■ **What is being asked**: Will you copy, word for word, the lines of the listing below from the one containing "of the clump" through the last line of the listing, both included?
---*---
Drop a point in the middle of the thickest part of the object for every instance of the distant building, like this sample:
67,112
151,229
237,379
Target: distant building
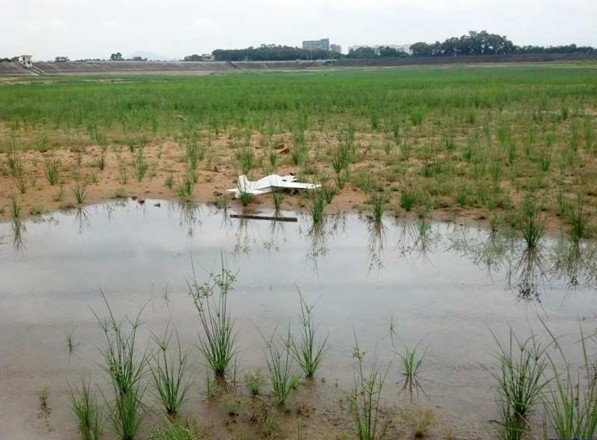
323,44
336,48
25,60
399,47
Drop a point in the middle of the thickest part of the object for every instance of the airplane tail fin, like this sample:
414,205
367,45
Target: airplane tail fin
243,183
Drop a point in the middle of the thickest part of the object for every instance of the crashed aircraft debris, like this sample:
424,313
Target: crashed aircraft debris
268,184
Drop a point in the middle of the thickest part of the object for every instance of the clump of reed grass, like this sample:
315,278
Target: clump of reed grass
378,200
101,160
571,399
194,152
578,220
187,183
175,430
126,370
310,350
343,156
87,412
141,166
408,199
365,399
52,170
411,363
169,372
520,381
254,381
318,202
15,208
299,150
280,367
80,193
245,157
20,182
217,342
532,223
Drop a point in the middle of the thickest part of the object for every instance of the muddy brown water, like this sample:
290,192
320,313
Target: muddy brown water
395,286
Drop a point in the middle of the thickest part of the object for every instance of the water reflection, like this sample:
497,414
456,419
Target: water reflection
277,236
243,238
319,234
527,274
188,215
576,263
18,229
81,217
375,245
529,270
415,237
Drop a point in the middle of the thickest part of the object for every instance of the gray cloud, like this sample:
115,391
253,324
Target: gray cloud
97,28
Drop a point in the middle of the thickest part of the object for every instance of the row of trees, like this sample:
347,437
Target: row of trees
272,52
118,57
484,43
473,43
375,52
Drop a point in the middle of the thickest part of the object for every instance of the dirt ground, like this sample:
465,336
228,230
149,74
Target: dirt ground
79,172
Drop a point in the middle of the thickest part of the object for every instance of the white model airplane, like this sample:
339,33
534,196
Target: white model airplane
268,184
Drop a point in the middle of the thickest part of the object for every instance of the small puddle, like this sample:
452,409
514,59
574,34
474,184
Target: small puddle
397,284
---*---
■ **Correct response**:
Drop a point in the middle of the thickest part of the object for every instance of the clump of reed grass, like this sample:
315,278
Target: clump of reed grass
378,200
101,160
571,399
194,152
578,220
187,183
175,430
126,370
310,350
343,156
87,412
141,166
408,199
365,399
52,170
411,363
169,372
520,381
254,381
318,202
15,208
299,150
280,367
80,193
245,157
20,182
217,342
532,223
Drop a point in the middle of the thickest part of the object for every instance of the muddy brown water, like this sample:
290,192
320,313
Target: muddy brown water
395,286
Drop a point in the middle of the thickest part of the object for every instance of the water reflection, like this sample:
497,414
456,419
Target: water reflection
277,236
243,238
319,234
527,274
188,215
576,263
18,229
81,217
375,245
529,270
415,237
Drop a point in the middle of the thickest part of the object for every instance of the gray cloud, like this sample:
115,391
253,324
Target: gray cloud
97,28
Drop a point in the middle of the thickest part of the object for every instance of the row of trees, like this sample:
347,437
Target: row of trees
272,52
118,57
484,43
473,43
375,52
Drop a point in the middle of the thickest part of the object for every instance of the dirt ground, like this sample:
465,336
228,230
149,74
Target: dirt ground
79,172
Drop a point in the middle of the thickest part of the object for every instance of the white model airplane, like this sample:
339,33
534,196
Target: white model airplane
268,184
Drop a point in the middle of the thickest part of the object for every instance of the small puddle, like this sample:
452,409
514,59
574,34
474,184
Target: small puddle
397,284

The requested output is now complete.